Brief:
Copy all of the data below word for word, but leave out the pictures.

Given records:
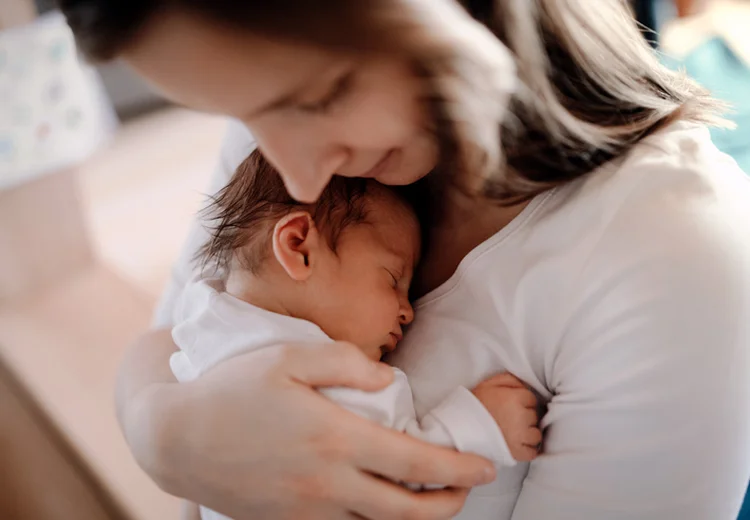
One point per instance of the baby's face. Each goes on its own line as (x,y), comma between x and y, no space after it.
(363,287)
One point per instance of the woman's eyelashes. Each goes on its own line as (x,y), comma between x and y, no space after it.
(395,278)
(340,88)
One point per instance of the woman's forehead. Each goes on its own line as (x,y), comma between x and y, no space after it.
(217,69)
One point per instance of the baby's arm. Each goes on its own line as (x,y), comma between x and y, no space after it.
(190,511)
(468,422)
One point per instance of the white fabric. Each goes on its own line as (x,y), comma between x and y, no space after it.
(624,300)
(212,326)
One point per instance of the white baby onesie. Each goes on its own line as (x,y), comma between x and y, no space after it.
(213,326)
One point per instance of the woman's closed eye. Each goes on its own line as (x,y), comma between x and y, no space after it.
(338,91)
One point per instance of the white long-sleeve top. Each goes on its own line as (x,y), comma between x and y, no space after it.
(623,298)
(211,327)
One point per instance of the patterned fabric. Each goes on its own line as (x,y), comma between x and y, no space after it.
(52,112)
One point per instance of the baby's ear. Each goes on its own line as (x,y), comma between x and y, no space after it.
(295,244)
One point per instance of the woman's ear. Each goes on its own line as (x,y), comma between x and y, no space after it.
(295,243)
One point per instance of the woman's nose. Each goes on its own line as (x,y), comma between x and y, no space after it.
(305,181)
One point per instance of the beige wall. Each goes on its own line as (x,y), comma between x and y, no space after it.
(16,12)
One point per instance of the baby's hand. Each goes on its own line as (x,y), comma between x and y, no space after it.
(514,407)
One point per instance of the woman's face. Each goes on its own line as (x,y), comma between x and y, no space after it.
(314,112)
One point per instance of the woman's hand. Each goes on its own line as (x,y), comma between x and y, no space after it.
(252,439)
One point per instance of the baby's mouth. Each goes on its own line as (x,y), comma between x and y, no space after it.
(395,339)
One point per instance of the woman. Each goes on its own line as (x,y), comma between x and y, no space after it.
(599,245)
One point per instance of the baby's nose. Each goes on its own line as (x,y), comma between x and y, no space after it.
(407,313)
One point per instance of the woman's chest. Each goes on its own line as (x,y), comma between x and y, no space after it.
(465,337)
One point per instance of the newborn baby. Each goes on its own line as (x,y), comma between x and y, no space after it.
(338,269)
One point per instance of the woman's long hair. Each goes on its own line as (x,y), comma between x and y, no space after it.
(538,93)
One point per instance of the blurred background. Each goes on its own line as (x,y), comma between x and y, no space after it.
(99,181)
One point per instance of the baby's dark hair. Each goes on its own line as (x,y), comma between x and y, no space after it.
(245,211)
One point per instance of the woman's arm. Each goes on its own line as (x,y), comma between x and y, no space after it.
(650,417)
(253,439)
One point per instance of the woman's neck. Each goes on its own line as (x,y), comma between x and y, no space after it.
(465,222)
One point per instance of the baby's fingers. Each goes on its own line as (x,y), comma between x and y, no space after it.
(532,438)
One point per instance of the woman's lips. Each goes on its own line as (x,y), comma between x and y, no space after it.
(381,166)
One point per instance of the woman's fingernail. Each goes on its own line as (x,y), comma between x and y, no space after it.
(488,475)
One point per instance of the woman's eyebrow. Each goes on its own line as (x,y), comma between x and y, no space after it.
(284,101)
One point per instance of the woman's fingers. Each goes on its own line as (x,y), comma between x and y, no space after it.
(505,379)
(405,459)
(533,437)
(336,364)
(378,499)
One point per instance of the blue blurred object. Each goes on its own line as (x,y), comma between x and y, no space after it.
(716,67)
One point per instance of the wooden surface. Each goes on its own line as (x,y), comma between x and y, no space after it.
(65,344)
(65,322)
(40,477)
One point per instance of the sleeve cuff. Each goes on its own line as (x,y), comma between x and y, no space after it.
(472,428)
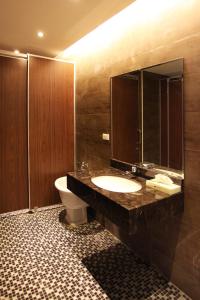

Complete output:
One point per instance of the baby's face. Each goes on its own line as (x,y), comma between x and y, no space after it.
(363,287)
One point per instance of the woman's eyelashes. Each goes on its own line as (x,y), comma between x and y, no space after it.
(395,278)
(340,88)
One point per instance of the woman's forehead. Each goes on its own line as (x,y), comma between x and y, no space after it.
(217,69)
One point per instance of the baby's arm. Each goes on its own line as (x,y), comma between x and y, no space after it.
(190,511)
(468,422)
One point per instance of the white fabric. Each goes on its own line as (x,y), comma between x and y, no space after it.
(624,300)
(212,326)
One point per instance of the white baby onesie. Each goes on its own line as (x,y), comma between x and y, no space after it.
(213,326)
One point per instance of the woman's closed eye. Each goes on its own line as (x,y), comma between x and y, no space after it.
(338,91)
One point per instance of the white long-sleeve top. Each goes on its own line as (x,y), comma between x and y, no space after it.
(623,298)
(211,327)
One point per instance of the patterned fabric. Each goes on its own line as (x,y), comma between x and y, no space after it.
(52,112)
One point per instance of the baby's ear. Each goes on its own line as (x,y), comma between x and y, no space after it.
(295,244)
One point per instance of the woman's ear. Each goes on its own line as (x,y), comma between x and y, no space after it.
(295,243)
One point per instance of the woman's nose. Each goes on its own line as (x,y), comma between x and y, no space after it.
(305,181)
One point per instance of the beige wall. Each goes on its own line as (x,y), comma between x and y, no space after it.
(16,12)
One point per instance of the baby's hand. Each goes on its own line as (x,y), comma between x and y, no space after it.
(514,407)
One point per instance of the woman's face. Each goes on its own line as (x,y), comma between x and y, no space after it.
(314,112)
One point per instance of the woman's hand. Each goes on its own line as (x,y), comma between x and y, no space after it.
(252,439)
One point per instance of the baby's mouth. Each goes on its own line as (x,y), comma between x and y, no space after it.
(395,339)
One point per instance of the woman. Each goes on its own line as (x,y), comma between x and y, no space after it.
(599,245)
One point per instance of the baby's nose. Each goes on its own line as (x,y), comma between x and y, no space after it.
(407,313)
One point per instance of the woman's chest. Each goes on its own line as (x,y), comma between x and y, no space after it.
(465,337)
One point per instance of the newborn baby. Each goes on its own line as (x,y), comma between x and y, no space after it.
(338,269)
One point per instance of the woman's long hair. Each goes on its own line as (x,y), comma between x and y, no space after it.
(538,93)
One point per instance of the blurred background. Each goes on its own line as (x,y), comma between x and y, no space after it.
(99,181)
One point per instance of the baby's dark hair. Each goes on its own line as (x,y), comma between x and y, no space after it.
(245,211)
One point per instance of the woman's arm. Each goes on its own line as (x,y), comma between x and y, no space after it.
(650,417)
(253,439)
One point per instance of the woman's neck. Each goes on its own line as (x,y), comma between x and y, no space after it.
(465,222)
One point per instance of the baby's fingers. Each goes on its own line as (x,y), comma between x and y, no space after it.
(532,438)
One point per instance of the woman's lips. Each goes on its own line as (x,y), comma between x and y, no space after it.
(381,166)
One point per instance of the woman's fingernail. Each goes on its own line as (x,y), comma between x and y, no space after it.
(488,475)
One point per instance of the woman's eyebrow. Each goes on its own line as (x,y), comma between x and y, no space after it.
(284,101)
One point per instance of the woman's fingers. Each goes on its own line as (x,y), comma between x and y, no space after it.
(505,379)
(405,459)
(533,437)
(336,364)
(378,499)
One point per instance of the blue blurred object. Each goes on its own line as (x,y), comma between x and y, no space after it.
(716,67)
One point per instance of the wooden surface. Each goes on its own line as (x,y), comma between x and y, no space after it.
(65,344)
(65,322)
(40,477)
One point per instance of the sleeve cuff. Each goes on its own line as (x,y), comma between x and y, no space after it.
(472,428)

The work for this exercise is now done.